**EXERCISE REQUIREMENTS**
a - According to the passage on April 30 in Vietnam, what do Vietnamese in the United States call that day?
b - List every form of mistreatment that the passage on April 30 in Vietnam says former South Vietnamese soldiers suffered under the new regime.

**SELECTED EXTRACT**
□ □ □ □ □

Today in Vietnam, April 30 is known as “Reunification Day,” when Vietnam became whole. But for the Vietnamese diaspora in the United States, it’s “Black April”—the day these Vietnamese lost their country. The day thousands of families were torn apart.

Many Vietnamese were unable to escape. The new regime put thousands of men who had served in the armed forces of South Vietnam, particularly officers and NCOs, into “re-education” camps, where their captors subjected them to brutal treatment and hard labor.

Some junior enlisted men were able to escape that fate, but agents of the new communist authorities frequently subjected them to harassment and abuse.

This was particularly tough on those South Vietnamese who had suffered debilitating injuries fighting against the communists, suffering burns and losing limbs. For them, finding work proved nearly impossible. And with no government support system to rely on, they have few ways to support themselves.

But many of the Vietnamese who made it to safety in the United States never forgot the countrymen they left behind.

□ □ □ □ □

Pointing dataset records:
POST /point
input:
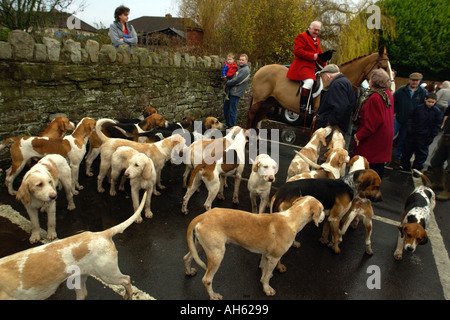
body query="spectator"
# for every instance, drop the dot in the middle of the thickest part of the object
(121, 32)
(443, 96)
(336, 104)
(440, 179)
(228, 71)
(423, 125)
(307, 52)
(374, 137)
(237, 90)
(406, 98)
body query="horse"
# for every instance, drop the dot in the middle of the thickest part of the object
(270, 84)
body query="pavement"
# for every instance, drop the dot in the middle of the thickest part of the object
(151, 252)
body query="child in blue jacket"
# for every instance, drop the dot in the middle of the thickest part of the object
(228, 71)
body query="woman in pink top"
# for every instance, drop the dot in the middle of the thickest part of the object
(374, 137)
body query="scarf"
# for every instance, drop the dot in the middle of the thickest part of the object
(383, 96)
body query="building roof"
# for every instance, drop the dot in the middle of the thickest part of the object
(148, 24)
(59, 19)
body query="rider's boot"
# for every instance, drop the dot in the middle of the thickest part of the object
(304, 99)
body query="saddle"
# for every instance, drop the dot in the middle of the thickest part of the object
(313, 93)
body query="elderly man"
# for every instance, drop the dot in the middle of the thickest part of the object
(336, 104)
(307, 53)
(406, 98)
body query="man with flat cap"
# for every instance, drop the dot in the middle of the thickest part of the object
(406, 98)
(307, 53)
(337, 100)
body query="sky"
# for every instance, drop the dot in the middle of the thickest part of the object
(102, 11)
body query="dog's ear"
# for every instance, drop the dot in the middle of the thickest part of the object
(423, 240)
(23, 194)
(255, 166)
(316, 216)
(402, 229)
(147, 172)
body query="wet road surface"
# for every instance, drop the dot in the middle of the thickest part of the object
(151, 252)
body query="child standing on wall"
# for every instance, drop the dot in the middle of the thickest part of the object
(228, 71)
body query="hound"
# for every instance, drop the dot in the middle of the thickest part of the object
(268, 234)
(260, 182)
(418, 209)
(160, 152)
(36, 273)
(72, 147)
(113, 129)
(214, 172)
(336, 195)
(310, 151)
(141, 172)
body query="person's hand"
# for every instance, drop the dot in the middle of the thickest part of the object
(326, 55)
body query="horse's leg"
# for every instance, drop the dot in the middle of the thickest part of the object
(252, 113)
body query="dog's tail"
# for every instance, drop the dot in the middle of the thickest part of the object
(420, 179)
(191, 240)
(127, 134)
(98, 128)
(122, 226)
(8, 141)
(308, 161)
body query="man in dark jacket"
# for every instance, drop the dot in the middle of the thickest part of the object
(337, 102)
(406, 98)
(238, 84)
(423, 125)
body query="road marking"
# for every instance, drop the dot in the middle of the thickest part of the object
(440, 255)
(15, 217)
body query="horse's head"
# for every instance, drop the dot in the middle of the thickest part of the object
(382, 58)
(383, 62)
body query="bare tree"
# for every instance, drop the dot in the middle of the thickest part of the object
(25, 14)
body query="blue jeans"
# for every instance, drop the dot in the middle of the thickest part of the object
(230, 111)
(401, 128)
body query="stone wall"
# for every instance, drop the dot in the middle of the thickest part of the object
(41, 80)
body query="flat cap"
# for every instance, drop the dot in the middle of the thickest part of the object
(416, 76)
(331, 68)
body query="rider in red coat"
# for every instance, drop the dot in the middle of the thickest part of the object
(307, 52)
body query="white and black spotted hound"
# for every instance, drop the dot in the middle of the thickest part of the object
(418, 209)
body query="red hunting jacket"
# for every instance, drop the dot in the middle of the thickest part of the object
(303, 67)
(376, 130)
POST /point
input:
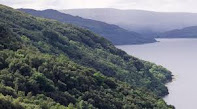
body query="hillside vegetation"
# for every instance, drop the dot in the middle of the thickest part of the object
(49, 65)
(113, 33)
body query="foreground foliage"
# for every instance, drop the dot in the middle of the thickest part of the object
(46, 64)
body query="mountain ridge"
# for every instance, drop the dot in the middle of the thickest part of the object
(114, 33)
(48, 64)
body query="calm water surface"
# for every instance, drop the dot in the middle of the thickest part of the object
(180, 57)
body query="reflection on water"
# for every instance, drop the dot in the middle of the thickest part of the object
(180, 57)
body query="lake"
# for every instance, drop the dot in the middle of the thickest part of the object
(180, 57)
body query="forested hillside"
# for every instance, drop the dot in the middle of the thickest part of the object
(113, 33)
(49, 65)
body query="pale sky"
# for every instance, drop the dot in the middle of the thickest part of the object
(152, 5)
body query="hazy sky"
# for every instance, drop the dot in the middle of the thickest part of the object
(154, 5)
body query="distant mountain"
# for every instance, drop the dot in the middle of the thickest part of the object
(188, 32)
(143, 22)
(45, 64)
(115, 34)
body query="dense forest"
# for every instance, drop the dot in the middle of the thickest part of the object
(45, 64)
(113, 33)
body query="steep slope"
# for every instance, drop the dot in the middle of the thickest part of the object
(188, 32)
(143, 22)
(47, 64)
(115, 34)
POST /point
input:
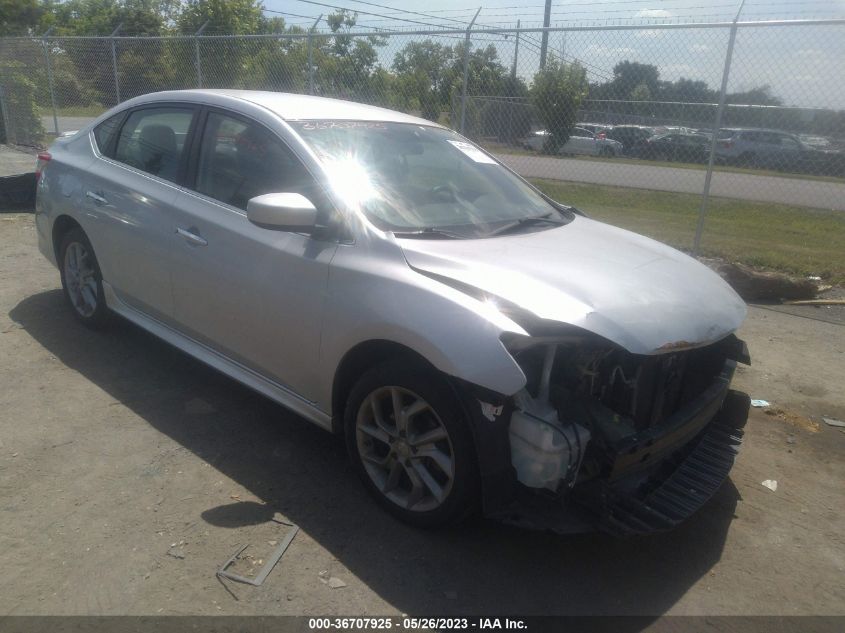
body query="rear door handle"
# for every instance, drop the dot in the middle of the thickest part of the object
(191, 237)
(96, 197)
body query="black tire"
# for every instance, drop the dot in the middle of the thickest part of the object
(463, 494)
(99, 317)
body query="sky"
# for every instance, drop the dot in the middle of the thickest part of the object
(805, 66)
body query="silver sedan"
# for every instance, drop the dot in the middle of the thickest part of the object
(478, 345)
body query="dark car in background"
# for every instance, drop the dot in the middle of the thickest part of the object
(774, 149)
(688, 148)
(630, 135)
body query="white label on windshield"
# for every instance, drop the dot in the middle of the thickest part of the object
(473, 152)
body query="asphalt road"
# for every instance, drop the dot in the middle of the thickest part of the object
(810, 193)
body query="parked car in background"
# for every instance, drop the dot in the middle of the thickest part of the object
(595, 128)
(581, 142)
(774, 149)
(630, 135)
(689, 148)
(759, 148)
(477, 344)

□ □ □ □ □

**FINAL RESULTS**
a - "Black April"

b - Brutal treatment, hard labor, harassment, abuse